# Extract:
The library is great at recommending work. This skill executes it — the action layer of the
Professional Brain (Phase 2). A skill says "open a ticket per
checklist item"; this turns that into real GitHub/Linear/Slack actions, safely: previewed,
risk-rated, approved, then recorded. The cardinal rule: nothing acts silently.

What This Skill Produces

  1. A dry-run actions plan — every proposed action with its target, operation, and risk.
  2. After approval, the executed actions (via the connected action MCP) — outbound/destructive
    ones gated individually.
  3. A record back to the brain of what was actually done, with provenance.

Required Inputs

Ask for (if not already provided):

  • The recommendations to act on (a launch checklist, PRD requirements, postmortem follow-ups…).
  • The connected action MCP and targets — which GitHub repo / Linear project / Slack channel. Scope is limited to what the user names; never act outside it.
  • Approval posture — what may run with a single OK vs. what needs per-action confirmation.

How it works

recommend → build an actions plan (JSON) → preview + risk-gate → approve → execute → record
  1. Build the plan — express each action as JSON: {"target","op","args","why","risk?"}.
  2. Preview + gate — run the helper; it prints a dry-run, classifies risk (🟢 low / 🟡 medium /
    🔴 high), and refuses to proceed while any 🔴 outbound/destructive action is unapproved:
    echo '<plan json>' | python3 scripts/action_preview.py -
    # after the user approves the risky ones:
    echo '<plan json>' | python3 scripts/action_preview.py - --allow-high
    
  3. Approve — low/medium can run on a single confirmation; every 🔴 (post, send, delete, deploy,
    merge, charge…) needs explicit per-action approval. Default is do nothing until told.
  4. Execute — only approved actions, only via the connected action MCP (e.g. Composio/GitHub
    create_issue). One target at a time; stop and report on the first failure.

# Jobs:
1. In the skill description, which operations does the Approve step give as examples of 🔴 actions that need explicit per-action approval? List them.
2. Continue the skill description from the end of its Execute step.

# Dataset records on object locations:

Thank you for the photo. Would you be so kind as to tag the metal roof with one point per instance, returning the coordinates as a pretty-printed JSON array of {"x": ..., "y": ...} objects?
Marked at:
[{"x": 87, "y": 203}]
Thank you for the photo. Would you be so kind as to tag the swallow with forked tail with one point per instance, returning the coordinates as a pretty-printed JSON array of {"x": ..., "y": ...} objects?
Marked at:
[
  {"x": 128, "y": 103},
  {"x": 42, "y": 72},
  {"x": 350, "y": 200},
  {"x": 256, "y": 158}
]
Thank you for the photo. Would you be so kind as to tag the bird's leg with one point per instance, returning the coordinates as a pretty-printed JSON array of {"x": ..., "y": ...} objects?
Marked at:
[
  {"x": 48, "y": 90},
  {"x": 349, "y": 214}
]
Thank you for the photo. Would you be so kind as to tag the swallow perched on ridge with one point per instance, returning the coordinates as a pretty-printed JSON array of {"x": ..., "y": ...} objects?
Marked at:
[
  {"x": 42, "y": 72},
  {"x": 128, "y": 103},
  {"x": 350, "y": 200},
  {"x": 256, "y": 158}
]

# Responses to the exercise:
1. post, send, delete, deploy, merge, charge

2.
  5. Record — append what was actually done to the brain so the loop closes:
    python3 ../professional-brain/scripts/brain_write.py ./brain decisions "Filed launch tickets" \
      --tag external --body "Opened 7 issues in acme/app from the launch checklist" --commit
    

Safety rules (non-negotiable)

  • Dry-run by default. The plan is shown before anything runs.
  • Approval-gated. No execution without a yes; 🔴 actions are confirmed one by one.
  • Scope-limited. Only the repos/channels/projects the user named.
  • Logged. Every executed action is recorded to the brain with an [external] tag and a link.
  • No silent retries, no bulk outbound. If a step fails, stop and surface it.

The contract for other skills

An action-aware skill adds a short "Proposes Actions" section: after producing its artifact,
it lists the actions it could take (target · op · why), then hands off to action-runner
which previews, gates, executes, and records. The skill never executes directly.

Output Format

  1. Proposed actions — a table: # · target · operation · why · risk.
  2. Gate result — the preview output; the 🔴 actions needing approval called out explicitly.
  3. Executed (after approval) — what ran, with links/IDs returned by the MCP.
  4. Recorded to the brain — the line(s) appended, with provenance.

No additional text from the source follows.